* **What is required**: Update the part that runs from the start of the records through the line containing "POLYGON ((182 93, 196", replacing "window frame" with "door frame" and leaving everything else unchanged.

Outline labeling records
-----

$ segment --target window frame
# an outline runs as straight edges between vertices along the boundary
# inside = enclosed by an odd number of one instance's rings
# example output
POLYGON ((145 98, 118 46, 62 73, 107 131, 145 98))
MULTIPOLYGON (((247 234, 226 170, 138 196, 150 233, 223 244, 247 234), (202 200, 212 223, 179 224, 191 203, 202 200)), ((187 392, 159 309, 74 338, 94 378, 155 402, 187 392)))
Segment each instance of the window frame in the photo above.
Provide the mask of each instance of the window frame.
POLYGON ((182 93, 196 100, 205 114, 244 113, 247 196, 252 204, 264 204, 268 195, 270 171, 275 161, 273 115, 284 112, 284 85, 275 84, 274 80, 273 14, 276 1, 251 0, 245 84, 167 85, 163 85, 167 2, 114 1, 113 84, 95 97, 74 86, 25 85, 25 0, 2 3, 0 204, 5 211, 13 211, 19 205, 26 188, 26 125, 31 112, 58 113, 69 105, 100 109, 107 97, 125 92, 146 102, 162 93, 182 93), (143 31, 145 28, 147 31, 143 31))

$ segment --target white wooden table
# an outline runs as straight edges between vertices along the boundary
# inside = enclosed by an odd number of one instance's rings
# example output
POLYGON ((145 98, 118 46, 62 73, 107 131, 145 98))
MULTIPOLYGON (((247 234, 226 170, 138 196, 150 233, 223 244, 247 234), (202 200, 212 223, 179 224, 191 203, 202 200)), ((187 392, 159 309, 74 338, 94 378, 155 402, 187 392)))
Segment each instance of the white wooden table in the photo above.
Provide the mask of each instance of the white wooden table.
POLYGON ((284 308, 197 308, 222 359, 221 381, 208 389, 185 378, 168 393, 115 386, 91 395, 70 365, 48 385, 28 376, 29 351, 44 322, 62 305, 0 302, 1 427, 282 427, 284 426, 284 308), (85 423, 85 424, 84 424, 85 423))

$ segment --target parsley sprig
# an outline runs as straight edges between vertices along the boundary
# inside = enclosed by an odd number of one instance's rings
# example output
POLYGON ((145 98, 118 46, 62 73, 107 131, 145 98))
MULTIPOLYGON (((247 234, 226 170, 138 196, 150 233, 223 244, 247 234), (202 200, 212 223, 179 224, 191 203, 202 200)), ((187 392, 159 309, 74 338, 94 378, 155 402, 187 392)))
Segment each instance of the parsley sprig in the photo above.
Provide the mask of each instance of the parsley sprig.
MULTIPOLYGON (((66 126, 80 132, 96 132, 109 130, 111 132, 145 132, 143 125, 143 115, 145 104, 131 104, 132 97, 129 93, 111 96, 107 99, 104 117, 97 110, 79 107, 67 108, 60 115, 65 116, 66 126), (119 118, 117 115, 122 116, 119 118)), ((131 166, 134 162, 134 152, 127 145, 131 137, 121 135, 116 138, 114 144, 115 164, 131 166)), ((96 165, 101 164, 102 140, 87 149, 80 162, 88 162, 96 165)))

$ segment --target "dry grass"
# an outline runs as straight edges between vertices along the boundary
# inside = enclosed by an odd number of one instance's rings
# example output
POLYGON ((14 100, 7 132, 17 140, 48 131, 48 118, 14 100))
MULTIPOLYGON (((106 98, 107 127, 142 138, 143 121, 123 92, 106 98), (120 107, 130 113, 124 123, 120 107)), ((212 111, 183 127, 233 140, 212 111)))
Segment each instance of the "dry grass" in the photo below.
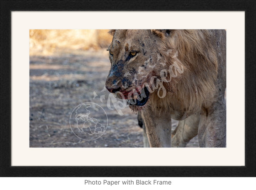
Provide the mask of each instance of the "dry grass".
POLYGON ((97 50, 110 44, 108 30, 31 29, 30 54, 49 55, 72 50, 97 50))

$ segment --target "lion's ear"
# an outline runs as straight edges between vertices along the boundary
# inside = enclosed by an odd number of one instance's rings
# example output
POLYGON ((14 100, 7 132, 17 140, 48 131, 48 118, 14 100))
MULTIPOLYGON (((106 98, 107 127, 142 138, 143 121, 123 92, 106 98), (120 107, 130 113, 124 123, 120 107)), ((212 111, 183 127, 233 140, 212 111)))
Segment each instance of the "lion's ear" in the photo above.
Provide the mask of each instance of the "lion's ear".
POLYGON ((114 36, 114 34, 116 32, 116 29, 112 29, 112 30, 110 30, 108 31, 108 33, 112 36, 114 36))
POLYGON ((152 29, 151 30, 152 34, 162 38, 165 36, 170 36, 173 30, 172 29, 152 29))

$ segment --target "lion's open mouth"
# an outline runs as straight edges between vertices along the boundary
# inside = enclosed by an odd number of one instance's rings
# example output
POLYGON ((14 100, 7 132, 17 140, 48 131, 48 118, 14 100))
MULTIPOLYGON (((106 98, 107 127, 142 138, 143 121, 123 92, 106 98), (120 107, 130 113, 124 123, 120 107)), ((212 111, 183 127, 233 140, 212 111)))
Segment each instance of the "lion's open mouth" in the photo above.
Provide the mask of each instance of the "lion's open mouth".
POLYGON ((128 104, 129 105, 138 105, 142 106, 144 105, 149 99, 149 92, 146 87, 144 87, 142 90, 140 94, 138 95, 136 100, 131 99, 128 100, 128 104))

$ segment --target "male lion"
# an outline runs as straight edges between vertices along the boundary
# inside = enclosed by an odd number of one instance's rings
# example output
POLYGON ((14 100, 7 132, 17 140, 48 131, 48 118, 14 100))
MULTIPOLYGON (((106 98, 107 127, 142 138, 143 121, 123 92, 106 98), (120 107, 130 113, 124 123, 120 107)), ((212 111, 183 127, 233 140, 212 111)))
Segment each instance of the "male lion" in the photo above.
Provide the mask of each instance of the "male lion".
POLYGON ((151 147, 226 146, 225 30, 111 30, 110 92, 140 112, 151 147), (180 120, 171 134, 171 118, 180 120), (172 139, 171 139, 172 136, 172 139))

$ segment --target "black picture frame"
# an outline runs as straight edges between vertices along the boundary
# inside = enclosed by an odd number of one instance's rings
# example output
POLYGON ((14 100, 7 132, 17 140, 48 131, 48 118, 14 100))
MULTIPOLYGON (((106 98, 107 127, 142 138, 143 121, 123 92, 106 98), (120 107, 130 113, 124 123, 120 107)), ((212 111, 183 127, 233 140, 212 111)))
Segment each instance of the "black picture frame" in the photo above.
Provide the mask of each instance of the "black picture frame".
POLYGON ((253 0, 1 1, 0 177, 256 176, 256 2, 253 0), (11 12, 32 11, 245 11, 245 166, 12 166, 11 12))

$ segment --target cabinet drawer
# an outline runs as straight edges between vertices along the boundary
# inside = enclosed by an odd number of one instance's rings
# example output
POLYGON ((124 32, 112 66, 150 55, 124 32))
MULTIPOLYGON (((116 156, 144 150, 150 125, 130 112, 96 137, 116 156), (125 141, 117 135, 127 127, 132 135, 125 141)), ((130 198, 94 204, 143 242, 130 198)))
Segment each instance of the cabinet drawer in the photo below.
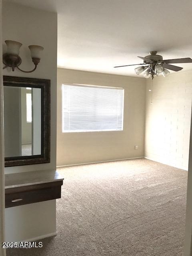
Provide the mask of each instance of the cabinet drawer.
MULTIPOLYGON (((40 186, 30 186, 27 188, 26 186, 24 188, 23 187, 14 189, 14 193, 11 190, 7 191, 5 194, 5 207, 12 207, 13 206, 32 204, 47 200, 52 200, 60 198, 61 197, 61 185, 53 186, 49 186, 48 187, 44 187, 43 185, 41 188, 40 186), (24 190, 26 191, 24 191, 24 190)), ((10 189, 11 190, 12 189, 10 189)))

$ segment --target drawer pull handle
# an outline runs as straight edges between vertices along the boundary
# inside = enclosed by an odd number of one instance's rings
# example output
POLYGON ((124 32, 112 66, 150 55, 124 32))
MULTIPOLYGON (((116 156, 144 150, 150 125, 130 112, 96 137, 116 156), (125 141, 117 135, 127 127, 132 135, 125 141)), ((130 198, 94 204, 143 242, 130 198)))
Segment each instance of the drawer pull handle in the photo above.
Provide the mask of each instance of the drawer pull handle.
POLYGON ((18 199, 12 200, 11 202, 19 202, 20 201, 22 201, 22 198, 18 198, 18 199))

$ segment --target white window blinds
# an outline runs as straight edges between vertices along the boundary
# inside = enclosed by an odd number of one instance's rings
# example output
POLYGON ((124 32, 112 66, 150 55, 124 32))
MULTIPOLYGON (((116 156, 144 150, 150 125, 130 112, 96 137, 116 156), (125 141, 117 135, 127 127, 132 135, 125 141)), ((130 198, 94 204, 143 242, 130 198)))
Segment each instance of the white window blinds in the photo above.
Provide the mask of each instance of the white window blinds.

-----

* **Answer to this problem**:
$ segment --target door frame
# an outline runs as straight edges between vertices along the boundary
# inside = enclosed by an odd number of one instance's rings
# example output
POLYGON ((145 98, 118 46, 62 73, 107 131, 145 98))
MULTIPOLYGON (((247 234, 226 170, 138 196, 150 233, 223 244, 247 234), (202 200, 212 223, 179 224, 191 203, 202 200)), ((187 392, 159 309, 74 338, 94 378, 155 402, 187 392)))
Segment each instance of the door frame in the photo above.
Provide the mask of each instance of the door frame.
POLYGON ((182 93, 196 100, 205 114, 244 113, 247 196, 252 204, 264 204, 268 195, 270 171, 275 161, 273 115, 284 112, 284 85, 275 84, 274 80, 273 14, 276 1, 251 0, 245 84, 167 85, 163 85, 167 2, 114 1, 113 84, 95 97, 74 86, 25 85, 25 0, 2 3, 0 204, 5 211, 13 211, 19 205, 26 188, 26 125, 31 112, 58 113, 69 105, 100 109, 107 97, 125 92, 146 102, 162 93, 182 93), (143 31, 145 28, 147 31, 143 31))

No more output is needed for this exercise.